### Extrait de page
Traitement du glaucome du mélanoderme
Médical
Les sujets mélanodermes possèdent une quantité plus importante de mélanine dans le corps ciliaire, la choroïde, l’épithélium pigmenté rétinien et éventuellement l’iris. De nombreuses molécules hypotonisantes se lient à la mélanine, réduisant ainsi la fraction libre et donc active de ces molécules. Des études récentes, réalisées avec des classes thérapeutiques actuellement utilisées (analogues de prostaglandines, alpha-2-agonistes, inhibiteurs de l’anhydrase carbonique topiques) ne semblent cependant pas montrer de différences significatives de réponse au traitement chez les sujets mélanodermes [11].
Trabéculoplastie laser
Peu d’études comparent l’efficacité du traitement par trabéculoplastie laser chez des sujets caucasiens et mélanodermes. Dans l’étude prospective multicentrique randomisée Advanced Glaucoma Intervention Study, le taux d’échec à 10 ans de la trabéculoplastie au laser argon était de 49,2% chez les sujets mélanodermes vs 52,5% chez ceux d’origine européenne (pas de différence significative) [12]. Aucune étude similaire n’a comparé l’effet de la trabéculoplastie sélective.
Chirurgies filtrantes
Des études évaluant le pronostic des chirurgies filtrantes (trabéculectomie, sclérectomie profonde non perforante, viscocanalostomie) chez des sujets mélanodermes montrent des taux de succès limités et plus faibles que ceux retrouvés chez des sujets blancs. Les études comparatives réalisées corroborent ces résultats : dans l’Advanced Glaucoma Intervention Study, la probabilité cumulée d’échec de la première trabéculectomie réalisée était de 31,9% chez les sujets mélanodermes vs 17,7% chez les sujets d’origine européenne [12]. Le risque de cicatrisation conjonctivale après une chirurgie filtrante étant plus élevé chez les sujets mélanodermes, les agents antimétabolites doivent donc être utilisés fréquemment et avec une application peropératoire prolongée.

### Lignes extraites
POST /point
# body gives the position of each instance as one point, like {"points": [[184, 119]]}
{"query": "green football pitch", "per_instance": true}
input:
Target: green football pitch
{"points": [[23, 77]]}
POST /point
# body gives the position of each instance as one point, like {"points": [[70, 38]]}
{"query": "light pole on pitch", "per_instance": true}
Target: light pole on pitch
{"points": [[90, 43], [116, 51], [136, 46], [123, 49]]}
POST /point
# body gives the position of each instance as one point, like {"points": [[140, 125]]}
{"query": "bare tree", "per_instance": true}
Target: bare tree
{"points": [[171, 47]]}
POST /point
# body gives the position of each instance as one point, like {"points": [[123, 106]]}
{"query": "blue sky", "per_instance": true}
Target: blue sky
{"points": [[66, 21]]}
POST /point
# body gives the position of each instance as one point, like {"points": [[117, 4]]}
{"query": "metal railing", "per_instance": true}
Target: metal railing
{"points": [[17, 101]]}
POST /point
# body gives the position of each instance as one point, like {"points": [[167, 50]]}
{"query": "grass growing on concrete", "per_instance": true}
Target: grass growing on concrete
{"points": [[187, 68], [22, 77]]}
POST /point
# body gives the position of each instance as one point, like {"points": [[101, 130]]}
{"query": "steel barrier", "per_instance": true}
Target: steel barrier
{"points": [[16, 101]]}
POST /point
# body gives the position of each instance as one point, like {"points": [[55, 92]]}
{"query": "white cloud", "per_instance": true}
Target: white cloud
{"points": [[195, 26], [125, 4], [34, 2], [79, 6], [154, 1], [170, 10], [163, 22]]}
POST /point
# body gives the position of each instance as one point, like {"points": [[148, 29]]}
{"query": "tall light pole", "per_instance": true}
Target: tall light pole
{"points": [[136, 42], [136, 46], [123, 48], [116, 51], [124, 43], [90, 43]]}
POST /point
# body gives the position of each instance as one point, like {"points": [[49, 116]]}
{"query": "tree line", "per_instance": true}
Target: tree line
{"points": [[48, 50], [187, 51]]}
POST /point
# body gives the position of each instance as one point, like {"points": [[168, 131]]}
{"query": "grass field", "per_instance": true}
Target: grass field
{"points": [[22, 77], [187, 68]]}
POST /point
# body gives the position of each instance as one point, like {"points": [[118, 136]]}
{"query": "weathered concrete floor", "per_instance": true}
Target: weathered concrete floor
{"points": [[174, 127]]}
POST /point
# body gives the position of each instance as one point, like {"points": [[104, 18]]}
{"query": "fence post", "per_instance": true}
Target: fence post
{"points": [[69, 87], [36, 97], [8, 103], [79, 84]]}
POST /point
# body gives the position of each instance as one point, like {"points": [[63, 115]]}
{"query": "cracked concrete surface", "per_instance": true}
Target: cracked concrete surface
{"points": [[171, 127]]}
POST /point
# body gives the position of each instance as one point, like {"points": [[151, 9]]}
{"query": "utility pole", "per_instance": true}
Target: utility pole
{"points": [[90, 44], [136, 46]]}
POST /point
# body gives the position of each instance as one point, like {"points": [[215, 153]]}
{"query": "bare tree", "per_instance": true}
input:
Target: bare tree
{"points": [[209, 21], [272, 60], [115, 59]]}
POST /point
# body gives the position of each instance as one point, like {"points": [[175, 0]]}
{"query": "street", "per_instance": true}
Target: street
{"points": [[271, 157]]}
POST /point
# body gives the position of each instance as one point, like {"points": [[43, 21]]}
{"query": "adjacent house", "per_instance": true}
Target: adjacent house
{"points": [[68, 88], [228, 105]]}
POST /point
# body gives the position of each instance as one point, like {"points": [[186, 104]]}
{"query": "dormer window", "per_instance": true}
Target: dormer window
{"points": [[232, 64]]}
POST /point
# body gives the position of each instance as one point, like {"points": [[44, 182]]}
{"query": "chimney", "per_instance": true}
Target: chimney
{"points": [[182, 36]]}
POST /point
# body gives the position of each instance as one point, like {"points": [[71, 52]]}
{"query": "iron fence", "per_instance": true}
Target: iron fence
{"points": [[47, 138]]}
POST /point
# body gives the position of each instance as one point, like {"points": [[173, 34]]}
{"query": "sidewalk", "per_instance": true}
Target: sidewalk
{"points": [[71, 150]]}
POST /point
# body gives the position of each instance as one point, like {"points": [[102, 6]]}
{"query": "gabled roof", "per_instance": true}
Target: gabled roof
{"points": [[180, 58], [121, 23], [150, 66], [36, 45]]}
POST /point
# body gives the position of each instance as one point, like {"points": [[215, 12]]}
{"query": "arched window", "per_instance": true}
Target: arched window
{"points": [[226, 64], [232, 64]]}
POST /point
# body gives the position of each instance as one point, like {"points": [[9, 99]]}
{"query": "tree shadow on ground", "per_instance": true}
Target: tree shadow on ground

### Explorer le contenu
- 1) Reformulez sous forme de liste, en conservant ses faits essentiels, le paragraphe de l'extrait sur le glaucome du mélanoderme qui commence par « Peu d'études comparent ».
- 2) Transcrivez fidèlement tout le passage de l'extrait sur le glaucome du mélanoderme, depuis « Traitement du glaucome » jusqu'à « sujets mélanodermes [11]. ».
- 3) Poursuivez le texte sur le traitement du glaucome du mélanoderme à partir de sa dernière phrase.
La consultation des lignes n'est pas nécessaire.

### Réponses par consigne
- 1)
- Peu d'études comparent l'efficacité de la trabéculoplastie laser chez les sujets caucasiens et chez les sujets mélanodermes.
- Dans l'Advanced Glaucoma Intervention Study, étude prospective multicentrique randomisée, le taux d'échec à 10 ans de la trabéculoplastie au laser argon était de 49,2 % chez les sujets mélanodermes contre 52,5 % chez les sujets d'origine européenne, sans différence significative.
- Aucune étude similaire n'a porté sur la trabéculoplastie sélective.

- 2)
Traitement du glaucome du mélanoderme
Médical
Les sujets mélanodermes possèdent une quantité plus importante de mélanine dans le corps ciliaire, la choroïde, l’épithélium pigmenté rétinien et éventuellement l’iris. De nombreuses molécules hypotonisantes se lient à la mélanine, réduisant ainsi la fraction libre et donc active de ces molécules. Des études récentes, réalisées avec des classes thérapeutiques actuellement utilisées (analogues de prostaglandines, alpha-2-agonistes, inhibiteurs de l’anhydrase carbonique topiques) ne semblent cependant pas montrer de différences significatives de réponse au traitement chez les sujets mélanodermes [11].

- 3)
À retenir
• Le glaucome primitif à angle ouvert est plus fréquent, plus précoce, plus sévère et plus évolutif chez les sujets mélanodermes que chez les sujets européens ou d’origine européenne.
• Une mesure de la pression intraoculaire et un examen soigneux de la tête du nerf optique doivent être systématiques lors de l’examen ophtalmologique d’un patient mélanoderme.
• La tête du nerf optique des sujets mélanodermes présente des particularités anatomiques (papilles de grande taille avec de grandes excavations), qui doivent être connues lors de son analyse.
• Les sujets mélanodermes ont des cornées plus fines, aboutissant à une sous-estimation de la pression intraoculaire mesurée.
• Le traitement et le suivi des glaucomes mélanodermes ne présentent pas de particularités majeures.
• La réponse aux nouvelles classes thérapeutiques telles que les analogues de prostaglandines ne semble pas être plus faible chez les sujets mélanodermes.
• La réponse à la trabéculoplastie sélective ne semble pas être plus faible chez les sujets mélanodermes.
• Le risque de cicatrisation conjonctivale après une chirurgie filtrante est plus élevé chez les sujets mélanodermes, et les agents antimétabolites doivent donc être utilisés fréquemment et avec une application peropératoire prolongée.